*Request*: Convert the records, from the line containing "point: fence post, one" through the end, into a JSON list of strings with one string per line, skipping blank lines and leaving out any pictures.

*Provided records*:
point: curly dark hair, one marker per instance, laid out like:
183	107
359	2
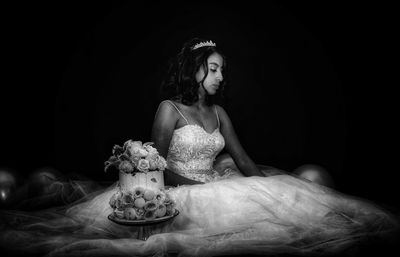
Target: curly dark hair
180	83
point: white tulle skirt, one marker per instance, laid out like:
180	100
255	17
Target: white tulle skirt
243	215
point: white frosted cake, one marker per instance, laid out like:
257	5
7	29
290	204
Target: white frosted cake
151	180
140	193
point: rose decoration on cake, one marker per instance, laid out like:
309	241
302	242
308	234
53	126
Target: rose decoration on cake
139	205
134	157
140	202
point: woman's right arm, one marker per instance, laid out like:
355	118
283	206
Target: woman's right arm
163	128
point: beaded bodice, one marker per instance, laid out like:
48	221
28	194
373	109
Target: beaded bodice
192	152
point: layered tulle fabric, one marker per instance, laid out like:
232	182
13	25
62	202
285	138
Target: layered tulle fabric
276	214
228	215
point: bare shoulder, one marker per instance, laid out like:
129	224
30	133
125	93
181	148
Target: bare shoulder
166	108
221	112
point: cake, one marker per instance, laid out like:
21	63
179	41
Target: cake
140	193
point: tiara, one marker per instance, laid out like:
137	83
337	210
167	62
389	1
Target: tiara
201	44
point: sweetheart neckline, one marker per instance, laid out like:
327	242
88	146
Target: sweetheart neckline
196	125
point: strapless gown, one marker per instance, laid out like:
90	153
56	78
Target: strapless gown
228	215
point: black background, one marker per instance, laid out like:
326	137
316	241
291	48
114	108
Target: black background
309	83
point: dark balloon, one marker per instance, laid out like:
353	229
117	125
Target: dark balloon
8	184
42	180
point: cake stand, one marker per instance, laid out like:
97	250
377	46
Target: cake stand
144	226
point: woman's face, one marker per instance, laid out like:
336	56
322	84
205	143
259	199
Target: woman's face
214	76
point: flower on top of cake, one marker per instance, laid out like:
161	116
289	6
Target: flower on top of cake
134	156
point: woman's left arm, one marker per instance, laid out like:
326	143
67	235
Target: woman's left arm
234	148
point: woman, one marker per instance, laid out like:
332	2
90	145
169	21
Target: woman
194	82
227	207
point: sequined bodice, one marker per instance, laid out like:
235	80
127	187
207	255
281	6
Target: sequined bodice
192	151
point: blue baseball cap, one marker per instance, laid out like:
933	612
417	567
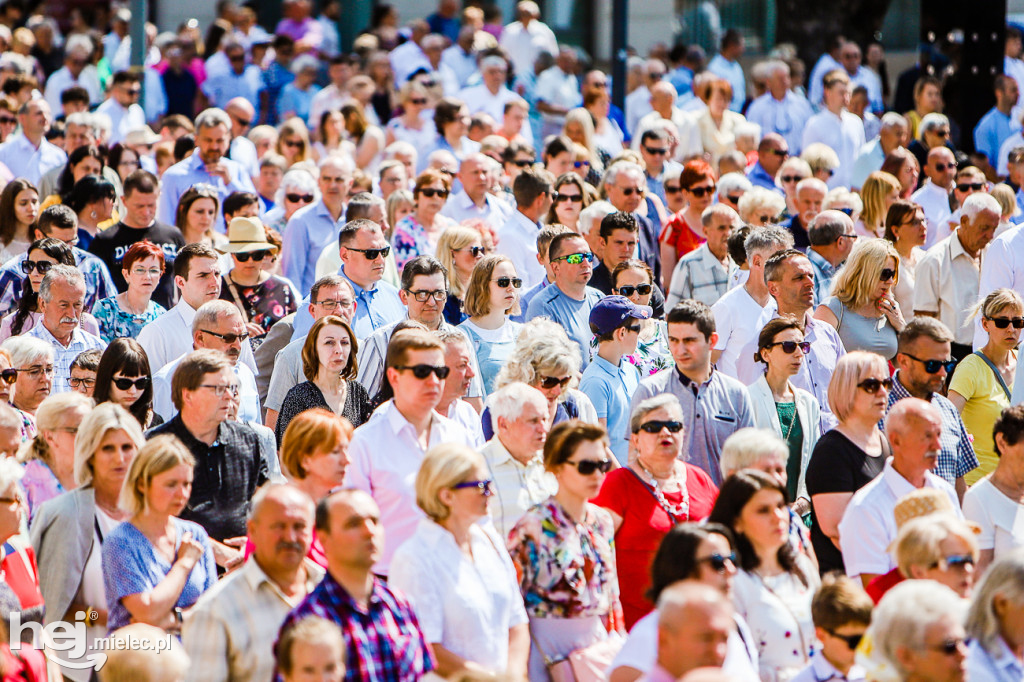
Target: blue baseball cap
609	313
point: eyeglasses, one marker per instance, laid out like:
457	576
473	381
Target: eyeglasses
42	265
373	254
587	467
790	347
227	338
482	485
577	258
218	389
422	295
872	385
1003	323
655	426
932	367
423	371
629	290
124	384
719	562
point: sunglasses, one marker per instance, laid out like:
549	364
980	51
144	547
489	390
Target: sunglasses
577	258
629	290
932	367
790	347
423	371
42	265
373	254
587	467
1003	323
124	384
655	426
872	385
257	256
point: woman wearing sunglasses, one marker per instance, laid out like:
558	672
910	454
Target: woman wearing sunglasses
862	307
790	413
562	551
457	572
650	496
329	366
775	585
492	296
983	382
418	233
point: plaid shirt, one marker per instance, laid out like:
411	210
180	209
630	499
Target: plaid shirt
383	643
956	458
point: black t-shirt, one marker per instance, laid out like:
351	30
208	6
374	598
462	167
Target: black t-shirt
112	244
838	466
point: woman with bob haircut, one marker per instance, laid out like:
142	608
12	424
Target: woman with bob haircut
329	366
492	297
156	564
862	306
849	456
472	623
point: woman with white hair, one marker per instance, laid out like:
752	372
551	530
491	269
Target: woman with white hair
457	572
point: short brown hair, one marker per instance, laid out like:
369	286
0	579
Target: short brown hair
310	359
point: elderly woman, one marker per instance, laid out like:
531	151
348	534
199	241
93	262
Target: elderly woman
862	307
774	586
916	635
155	564
472	623
790	413
849	456
69	531
656	491
126	313
49	460
562	551
329	366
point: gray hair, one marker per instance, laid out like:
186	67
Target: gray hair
67	273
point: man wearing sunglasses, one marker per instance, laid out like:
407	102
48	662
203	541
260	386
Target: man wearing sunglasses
913	429
924	361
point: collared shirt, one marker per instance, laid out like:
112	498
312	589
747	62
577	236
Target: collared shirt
956	458
868	525
228	631
946	282
391	480
699	275
25	160
383	642
712	412
226	475
65	355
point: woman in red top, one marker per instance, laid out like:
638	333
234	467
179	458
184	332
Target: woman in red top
653	494
684	231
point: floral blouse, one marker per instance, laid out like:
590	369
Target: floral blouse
566	569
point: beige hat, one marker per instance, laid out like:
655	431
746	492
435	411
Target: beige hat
245	235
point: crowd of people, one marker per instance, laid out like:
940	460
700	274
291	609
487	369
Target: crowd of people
425	360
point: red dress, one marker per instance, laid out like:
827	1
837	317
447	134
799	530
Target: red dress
644	524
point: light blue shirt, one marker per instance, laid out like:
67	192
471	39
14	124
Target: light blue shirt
610	388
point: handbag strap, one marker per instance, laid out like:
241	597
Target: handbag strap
995	372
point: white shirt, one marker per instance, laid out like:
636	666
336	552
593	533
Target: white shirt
868	526
391	479
465	604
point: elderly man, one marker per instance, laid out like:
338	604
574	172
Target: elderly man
208	165
217	326
28	154
913	428
61	298
229	633
947	278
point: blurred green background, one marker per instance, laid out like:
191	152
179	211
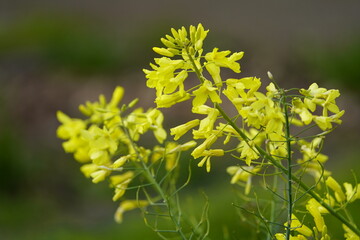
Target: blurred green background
57	54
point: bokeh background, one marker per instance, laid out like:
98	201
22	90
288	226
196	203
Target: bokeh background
57	54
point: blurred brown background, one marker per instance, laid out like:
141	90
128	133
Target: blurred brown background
57	54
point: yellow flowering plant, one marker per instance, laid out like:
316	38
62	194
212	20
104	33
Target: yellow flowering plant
265	132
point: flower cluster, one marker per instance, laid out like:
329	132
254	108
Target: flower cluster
261	125
262	114
267	132
106	142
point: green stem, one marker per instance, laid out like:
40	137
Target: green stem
289	168
149	176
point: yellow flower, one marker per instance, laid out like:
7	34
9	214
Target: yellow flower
120	183
220	59
207	154
300	108
335	186
163	51
205	91
248	151
206	125
199	150
99	175
166	101
315	209
349	234
352	193
296	225
184	128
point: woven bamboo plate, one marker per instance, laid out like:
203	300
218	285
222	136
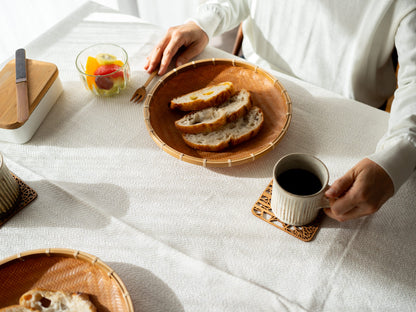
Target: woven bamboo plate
66	270
266	91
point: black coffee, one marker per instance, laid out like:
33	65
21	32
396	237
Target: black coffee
299	182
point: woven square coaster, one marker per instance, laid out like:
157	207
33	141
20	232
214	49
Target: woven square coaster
26	196
262	210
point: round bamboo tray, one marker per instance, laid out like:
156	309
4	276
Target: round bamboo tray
266	91
66	270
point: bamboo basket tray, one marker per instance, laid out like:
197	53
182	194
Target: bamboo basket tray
66	270
266	91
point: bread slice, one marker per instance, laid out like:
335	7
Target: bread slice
231	134
56	301
203	98
212	118
16	308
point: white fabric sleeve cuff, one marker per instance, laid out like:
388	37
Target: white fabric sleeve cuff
207	22
398	160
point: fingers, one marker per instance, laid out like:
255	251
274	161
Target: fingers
189	35
360	192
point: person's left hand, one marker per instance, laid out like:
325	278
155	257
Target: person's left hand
360	192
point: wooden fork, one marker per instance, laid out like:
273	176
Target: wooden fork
140	93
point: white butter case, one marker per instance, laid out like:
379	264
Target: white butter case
44	88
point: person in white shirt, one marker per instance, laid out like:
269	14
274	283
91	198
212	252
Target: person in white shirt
343	46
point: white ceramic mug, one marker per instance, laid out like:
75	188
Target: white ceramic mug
296	195
9	189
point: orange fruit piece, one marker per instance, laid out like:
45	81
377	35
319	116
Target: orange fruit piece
90	68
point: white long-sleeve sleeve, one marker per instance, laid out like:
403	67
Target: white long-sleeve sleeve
343	46
396	151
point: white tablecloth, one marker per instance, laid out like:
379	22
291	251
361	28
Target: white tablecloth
182	237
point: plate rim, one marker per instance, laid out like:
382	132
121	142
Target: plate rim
206	162
75	254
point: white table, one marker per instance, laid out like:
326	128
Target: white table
182	237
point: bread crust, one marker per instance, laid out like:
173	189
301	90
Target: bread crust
226	137
186	103
16	308
213	118
48	301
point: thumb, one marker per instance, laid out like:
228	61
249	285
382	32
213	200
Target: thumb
189	53
340	186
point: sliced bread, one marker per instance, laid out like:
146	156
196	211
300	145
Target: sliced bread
212	118
203	98
231	134
56	301
16	308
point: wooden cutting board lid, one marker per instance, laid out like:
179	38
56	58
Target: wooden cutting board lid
40	77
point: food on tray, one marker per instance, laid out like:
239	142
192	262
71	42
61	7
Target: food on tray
203	98
103	65
231	134
229	119
212	118
52	301
16	308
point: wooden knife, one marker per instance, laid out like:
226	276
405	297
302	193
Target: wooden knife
21	86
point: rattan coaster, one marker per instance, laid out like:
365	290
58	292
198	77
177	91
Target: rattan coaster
26	196
262	210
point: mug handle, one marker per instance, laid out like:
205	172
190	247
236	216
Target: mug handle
324	201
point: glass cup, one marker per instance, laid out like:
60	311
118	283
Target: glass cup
103	68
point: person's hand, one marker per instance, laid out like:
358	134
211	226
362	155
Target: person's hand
360	192
189	35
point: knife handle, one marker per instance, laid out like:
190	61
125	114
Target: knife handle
22	102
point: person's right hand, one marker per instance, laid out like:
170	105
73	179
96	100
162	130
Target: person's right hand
189	35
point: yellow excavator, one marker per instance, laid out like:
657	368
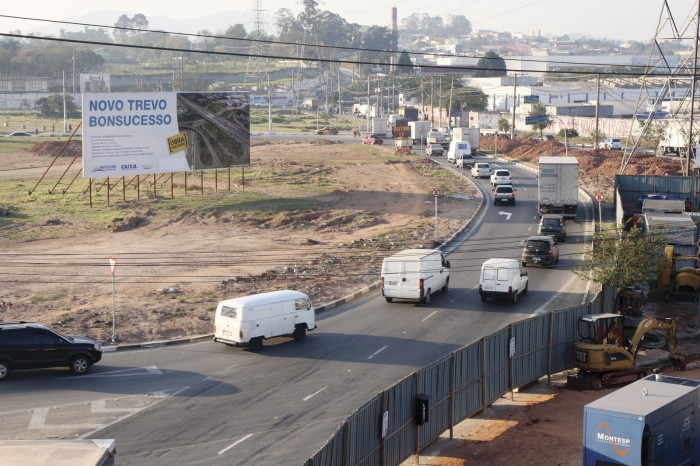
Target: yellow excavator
607	349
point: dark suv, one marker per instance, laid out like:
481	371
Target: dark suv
540	250
553	225
26	345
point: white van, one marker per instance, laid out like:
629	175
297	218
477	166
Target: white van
460	153
414	274
502	278
248	320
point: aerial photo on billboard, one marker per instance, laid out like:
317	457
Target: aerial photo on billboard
141	133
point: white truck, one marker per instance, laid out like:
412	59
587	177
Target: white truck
380	126
414	274
674	141
438	136
419	131
557	186
472	135
248	320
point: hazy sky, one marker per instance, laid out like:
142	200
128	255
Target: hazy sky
612	19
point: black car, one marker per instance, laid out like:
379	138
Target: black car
540	250
553	225
26	345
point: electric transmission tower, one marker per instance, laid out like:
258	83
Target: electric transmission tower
256	60
670	79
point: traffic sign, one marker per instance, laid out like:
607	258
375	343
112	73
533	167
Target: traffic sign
536	119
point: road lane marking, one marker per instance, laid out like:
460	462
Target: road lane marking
377	352
307	398
234	444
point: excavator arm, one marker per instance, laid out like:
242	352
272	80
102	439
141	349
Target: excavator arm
653	323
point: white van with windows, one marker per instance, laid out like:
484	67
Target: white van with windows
249	320
459	151
414	274
502	278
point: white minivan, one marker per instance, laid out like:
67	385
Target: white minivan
248	320
459	150
502	278
414	274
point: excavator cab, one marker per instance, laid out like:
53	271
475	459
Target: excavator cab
602	329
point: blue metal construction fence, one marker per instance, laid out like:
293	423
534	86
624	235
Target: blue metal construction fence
407	417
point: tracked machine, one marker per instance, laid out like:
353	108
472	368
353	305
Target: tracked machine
606	352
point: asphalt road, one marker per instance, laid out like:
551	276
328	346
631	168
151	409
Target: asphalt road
206	403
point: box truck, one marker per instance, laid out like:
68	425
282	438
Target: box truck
248	320
557	186
380	126
419	131
472	135
414	274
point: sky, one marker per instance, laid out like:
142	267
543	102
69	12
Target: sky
609	19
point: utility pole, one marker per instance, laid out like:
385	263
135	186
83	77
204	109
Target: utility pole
597	106
449	106
515	87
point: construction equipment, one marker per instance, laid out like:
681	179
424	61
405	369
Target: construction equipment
607	349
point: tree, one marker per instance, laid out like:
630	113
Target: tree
538	109
52	106
490	65
620	257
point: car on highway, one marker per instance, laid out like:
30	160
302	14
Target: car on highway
28	345
610	144
327	130
501	176
481	170
434	149
373	139
504	194
540	250
553	225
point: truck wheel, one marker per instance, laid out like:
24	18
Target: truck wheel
4	369
79	365
299	333
255	344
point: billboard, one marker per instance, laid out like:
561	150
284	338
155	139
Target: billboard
142	133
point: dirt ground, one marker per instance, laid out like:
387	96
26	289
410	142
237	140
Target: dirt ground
171	272
345	240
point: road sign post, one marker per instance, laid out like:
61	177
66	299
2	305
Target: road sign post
112	266
436	194
599	196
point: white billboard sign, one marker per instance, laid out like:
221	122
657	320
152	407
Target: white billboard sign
127	134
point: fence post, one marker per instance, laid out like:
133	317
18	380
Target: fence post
453	372
550	347
485	376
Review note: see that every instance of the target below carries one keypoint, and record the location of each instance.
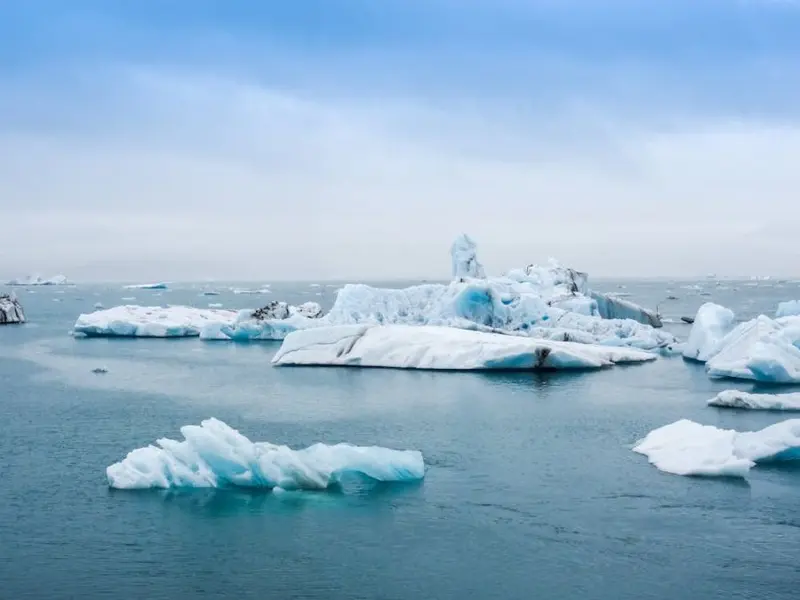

*Output of the task*:
[
  "point: fence post, one marker per instance, laid out like:",
  "133\t317",
  "18\t380",
  "Target: fence post",
  "453\t372",
  "550\t347",
  "485\t376",
  "Review note: see that every instance of the target below carries one keypoint, and record the location of each instance."
]